(Records from a pointing dataset)
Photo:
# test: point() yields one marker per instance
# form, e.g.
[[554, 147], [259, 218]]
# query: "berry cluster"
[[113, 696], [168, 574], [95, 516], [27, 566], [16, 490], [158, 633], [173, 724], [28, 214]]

* **CHALLENGE**
Copy every line of the records above without changing anything.

* **THE COMPLETED TASK**
Photo:
# test: point() yields one marker per instance
# form, e.g.
[[554, 147], [259, 218]]
# query: "berry cluster"
[[113, 696], [168, 574], [95, 516], [27, 566], [16, 490], [158, 633], [173, 724], [28, 214]]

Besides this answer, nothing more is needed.